Collected data:
>>
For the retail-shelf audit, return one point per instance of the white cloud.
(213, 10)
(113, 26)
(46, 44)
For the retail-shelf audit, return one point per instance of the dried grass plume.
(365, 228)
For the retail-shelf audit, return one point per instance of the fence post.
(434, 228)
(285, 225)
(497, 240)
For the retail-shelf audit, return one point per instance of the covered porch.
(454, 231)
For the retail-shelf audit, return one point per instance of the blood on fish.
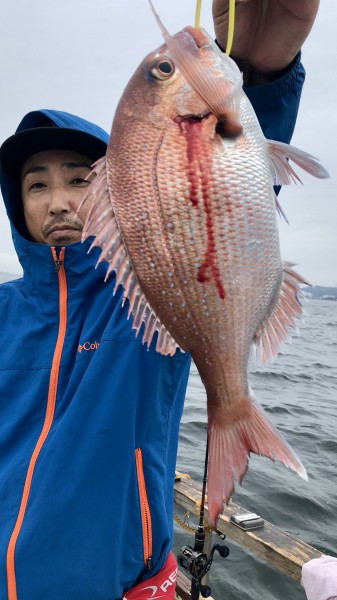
<<
STATED GOAL: Convert the entries from the line containing "dried grass plume." through the end of the entries into a JSON list of strings, one string per line. Skip blank lines and leave the pictures out.

ANSWER:
[
  "For the retail-shelf audit, return one point per instance of the dried grass plume.",
  "(365, 228)",
  "For the retail-shelf audit, return one point per instance of the fence post.",
  "(434, 228)",
  "(285, 225)",
  "(497, 240)",
  "For the retail-shelf audit, return one point per instance of the covered porch.",
  "(454, 231)",
  "For the retail-shelf audit, return one point per instance of the blood on fish."
]